Sondagem: o centro não se aguenta
“As coisas desmoronam-se; o centro não se consegue sustentar”, escreveu o poeta irlandês W. B. Yeats, no celebrado poema The Second Coming, escrito na sequência da I Guerra Mundial. É fácil lembrarmo-nos desse verso, quando se lêem os resultados da sondagem RTP-PÚBLICO que publicamos esta segunda-feira, que mostram a descida acentuada das forças que têm sido centrais ao sistema político português. Sondagens são sondagens, mas há uma tendência que não pode ser negligenciada.
O centro está sob pressão e, se o dia 10 de Março confirmar a tendência, assim poderá terminar a excepção portuguesa, com esse canto do cisne que foi a mais que improvável maioria absoluta que agora termina. Se, em toda a Europa, os partidos que eram centrais na alternância política no pós-guerra foram diminuindo a sua influência, alguns mesmo desaparecendo, para dar lugar a um cenário politicamente mais fragmentado, não eram os Pirenéus que poderiam evitar esta mudança entre nós.
Também em Portugal a democracia tem mostrado dificuldade em responder ao desafio existencial do aumento das desigualdades, que ajudam a alimentar o mal-estar que leva muitos a desacreditar do sistema. Um Estado social forte, que teve capacidade para mitigar problemas como os criados pela pandemia ou pela crise económica, foi a resposta possível que ajudou a atenuar o desconforto em que vivem muitos eleitores.

##########

■ INSTRUÇÕES
1. Segundo o texto sobre a sondagem, porque é que muitos eleitores deixam de acreditar no sistema? Explique em uma a três frases.
2. Retome o texto sobre a sondagem a partir da última frase apresentada e continue-o.

##########

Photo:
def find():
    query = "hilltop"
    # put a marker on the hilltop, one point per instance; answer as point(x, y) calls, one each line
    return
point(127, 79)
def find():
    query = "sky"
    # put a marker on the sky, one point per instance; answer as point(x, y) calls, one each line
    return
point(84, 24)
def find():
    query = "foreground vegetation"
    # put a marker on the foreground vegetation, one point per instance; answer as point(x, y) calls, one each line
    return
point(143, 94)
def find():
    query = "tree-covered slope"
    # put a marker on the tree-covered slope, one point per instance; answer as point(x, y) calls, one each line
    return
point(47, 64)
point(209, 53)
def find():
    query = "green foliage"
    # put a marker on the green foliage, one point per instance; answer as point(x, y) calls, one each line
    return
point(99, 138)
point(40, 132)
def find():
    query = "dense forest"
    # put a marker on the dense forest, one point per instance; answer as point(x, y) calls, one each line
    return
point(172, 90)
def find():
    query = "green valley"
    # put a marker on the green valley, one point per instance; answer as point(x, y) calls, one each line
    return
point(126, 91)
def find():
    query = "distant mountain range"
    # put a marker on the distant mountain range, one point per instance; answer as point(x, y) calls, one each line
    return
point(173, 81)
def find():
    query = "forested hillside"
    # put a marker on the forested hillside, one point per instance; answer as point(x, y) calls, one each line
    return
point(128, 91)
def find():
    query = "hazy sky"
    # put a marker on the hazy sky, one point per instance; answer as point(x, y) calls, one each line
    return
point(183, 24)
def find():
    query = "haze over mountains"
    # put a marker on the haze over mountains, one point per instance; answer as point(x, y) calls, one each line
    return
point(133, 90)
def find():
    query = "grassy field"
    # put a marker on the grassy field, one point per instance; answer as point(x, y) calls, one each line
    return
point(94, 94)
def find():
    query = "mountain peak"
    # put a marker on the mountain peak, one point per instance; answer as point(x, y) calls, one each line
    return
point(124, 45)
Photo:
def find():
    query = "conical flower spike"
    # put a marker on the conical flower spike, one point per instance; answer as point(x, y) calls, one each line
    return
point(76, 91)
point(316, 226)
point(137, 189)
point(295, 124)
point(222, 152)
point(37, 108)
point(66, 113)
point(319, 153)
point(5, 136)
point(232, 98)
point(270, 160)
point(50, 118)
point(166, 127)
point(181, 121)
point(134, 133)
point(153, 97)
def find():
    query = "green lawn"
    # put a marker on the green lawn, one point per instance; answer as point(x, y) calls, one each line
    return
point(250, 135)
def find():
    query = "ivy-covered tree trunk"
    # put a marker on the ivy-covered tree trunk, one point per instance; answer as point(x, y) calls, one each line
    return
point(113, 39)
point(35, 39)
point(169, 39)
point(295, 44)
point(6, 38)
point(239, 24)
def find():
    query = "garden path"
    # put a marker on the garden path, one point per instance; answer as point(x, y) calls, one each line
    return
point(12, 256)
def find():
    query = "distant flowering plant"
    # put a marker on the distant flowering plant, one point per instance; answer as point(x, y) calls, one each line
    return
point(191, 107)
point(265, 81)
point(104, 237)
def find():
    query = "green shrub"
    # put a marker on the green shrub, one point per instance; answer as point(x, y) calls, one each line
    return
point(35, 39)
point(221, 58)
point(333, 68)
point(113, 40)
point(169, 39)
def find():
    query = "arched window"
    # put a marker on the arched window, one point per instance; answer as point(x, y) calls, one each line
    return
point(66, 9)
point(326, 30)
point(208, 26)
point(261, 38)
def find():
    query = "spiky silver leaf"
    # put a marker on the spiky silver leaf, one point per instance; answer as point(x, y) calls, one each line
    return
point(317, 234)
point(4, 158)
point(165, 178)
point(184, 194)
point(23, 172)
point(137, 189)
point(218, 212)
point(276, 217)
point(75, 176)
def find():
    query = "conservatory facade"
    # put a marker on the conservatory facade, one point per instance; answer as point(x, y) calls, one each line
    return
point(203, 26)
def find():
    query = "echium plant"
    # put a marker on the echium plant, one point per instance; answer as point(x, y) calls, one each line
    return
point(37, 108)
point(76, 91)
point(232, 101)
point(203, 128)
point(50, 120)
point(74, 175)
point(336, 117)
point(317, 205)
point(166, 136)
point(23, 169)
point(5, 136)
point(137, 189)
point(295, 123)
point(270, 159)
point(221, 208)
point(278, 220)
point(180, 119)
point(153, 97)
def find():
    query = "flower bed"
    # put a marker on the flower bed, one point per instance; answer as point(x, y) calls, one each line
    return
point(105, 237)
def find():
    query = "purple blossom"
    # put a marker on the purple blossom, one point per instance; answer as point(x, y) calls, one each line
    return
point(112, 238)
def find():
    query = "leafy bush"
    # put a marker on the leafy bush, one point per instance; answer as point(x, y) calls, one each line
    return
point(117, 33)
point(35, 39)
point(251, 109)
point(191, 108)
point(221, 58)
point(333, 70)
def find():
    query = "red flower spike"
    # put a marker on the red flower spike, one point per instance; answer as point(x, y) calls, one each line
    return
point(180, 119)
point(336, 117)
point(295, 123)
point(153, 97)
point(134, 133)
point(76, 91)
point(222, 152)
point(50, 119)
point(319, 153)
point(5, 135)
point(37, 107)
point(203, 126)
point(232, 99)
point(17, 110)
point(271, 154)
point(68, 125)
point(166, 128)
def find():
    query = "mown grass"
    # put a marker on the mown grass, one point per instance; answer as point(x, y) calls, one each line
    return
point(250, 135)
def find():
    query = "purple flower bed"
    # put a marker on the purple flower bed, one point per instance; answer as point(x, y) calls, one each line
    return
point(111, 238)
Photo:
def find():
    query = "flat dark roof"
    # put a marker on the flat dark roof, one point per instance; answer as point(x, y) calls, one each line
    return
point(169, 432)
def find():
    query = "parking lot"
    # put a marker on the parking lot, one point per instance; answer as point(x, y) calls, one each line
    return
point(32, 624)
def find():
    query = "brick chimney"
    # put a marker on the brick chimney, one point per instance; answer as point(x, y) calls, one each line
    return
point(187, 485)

##########

■ RESPOSTAS ESPERADAS
1. Porque a democracia tem mostrado dificuldade em responder ao aumento das desigualdades. Essas desigualdades ajudam a alimentar o mal-estar que leva muitos a desacreditar do sistema.

2.
Ao contrário de outros países, também não são as guerras identitárias ou os problemas de imigração que têm servido de combustível para o crescimento das forças que se vão desenvolvendo dentro, mas contra, o sistema. Restava o descrédito da classe política e o problema da corrupção e 2023 foi mais do que pródigo em juntar mais achas para a fogueira.
Não se estranhe, por isso, que as forças que melhor personificam estes quase 50 anos de democracia estagnem ou caiam (PSD e PS), enquanto as que mais têm erguido a bandeira da disrupção (Chega e IL) cresçam.
Ainda há muito caminho para percorrer e ainda há muitos indecisos para convencer, como mostra a sondagem. Mas quem quer defender o sistema, obrigando-se sempre a melhorá-lo, só pode ficar inquieto quando as acusações de radicalismo se repetem, tanto vindas dos socialistas como dos sociais-democratas. Afinal, se todos se pintam de radicais, porque há-de o eleitor conseguir distingui-los daqueles que até gostam do epíteto? Os líderes das forças centrais do sistema deviam perceber que nas eleições que se aproximam têm muito maiores responsabilidades do que simplesmente vencer.